WHAT THE EXERCISE ASKS ▸
Please reproduce the listing below exactly, starting at its first line and stopping after the line that contains "M82 62L82 69L80". Leave the pictures out of your copy.

Segmentation dataset excerpts:
# # #

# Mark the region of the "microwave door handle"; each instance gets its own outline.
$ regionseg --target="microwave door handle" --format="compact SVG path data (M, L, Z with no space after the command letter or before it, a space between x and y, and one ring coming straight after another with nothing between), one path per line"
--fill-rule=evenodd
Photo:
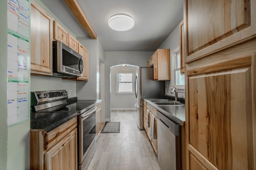
M82 62L82 69L80 68L80 63ZM82 73L83 72L83 70L84 70L84 61L83 61L83 59L82 58L80 58L79 59L79 61L78 61L78 65L79 66L79 70L80 71L80 72Z

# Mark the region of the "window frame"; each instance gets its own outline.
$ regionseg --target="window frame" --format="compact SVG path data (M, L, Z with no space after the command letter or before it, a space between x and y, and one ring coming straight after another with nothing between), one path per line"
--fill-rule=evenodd
M119 74L132 74L132 81L131 82L119 82ZM116 94L135 94L135 89L134 89L134 83L135 83L135 70L117 70L116 73ZM119 86L118 83L132 83L132 92L119 92Z
M176 82L176 71L179 70L180 71L180 67L178 68L176 65L176 64L178 63L176 55L178 53L180 53L180 51L179 46L176 48L172 51L173 52L172 53L172 59L171 59L172 67L171 76L172 77L173 77L173 78L172 80L172 86L175 86L178 89L180 90L179 91L179 92L184 92L185 91L185 85L177 85L177 83ZM180 67L181 66L180 65L180 61L178 61L178 62L180 64Z

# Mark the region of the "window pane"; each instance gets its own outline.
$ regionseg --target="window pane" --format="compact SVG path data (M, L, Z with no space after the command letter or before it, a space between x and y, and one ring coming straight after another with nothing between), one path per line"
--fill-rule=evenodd
M118 83L118 92L132 92L132 83Z
M131 73L118 74L119 82L132 82L132 74Z
M180 70L175 71L176 77L176 85L185 85L185 76L184 75L180 75Z
M176 54L176 68L175 69L177 69L180 68L180 53Z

# # #

EXERCISE OUTPUT ▸
# Mark the region of the "microwave door handle"; each instance gets its own outline.
$ regionseg --target="microwave door handle" --format="compact SVG path data (M, L, Z with no space after the command letter or before it, a space between x and y, and one ring coming straight after another with nothing between), one path per line"
--fill-rule=evenodd
Photo:
M82 62L82 69L80 68L80 63ZM82 73L83 72L83 70L84 70L84 61L83 61L83 59L82 58L80 58L79 59L79 61L78 61L78 65L79 66L79 70L80 71L80 72Z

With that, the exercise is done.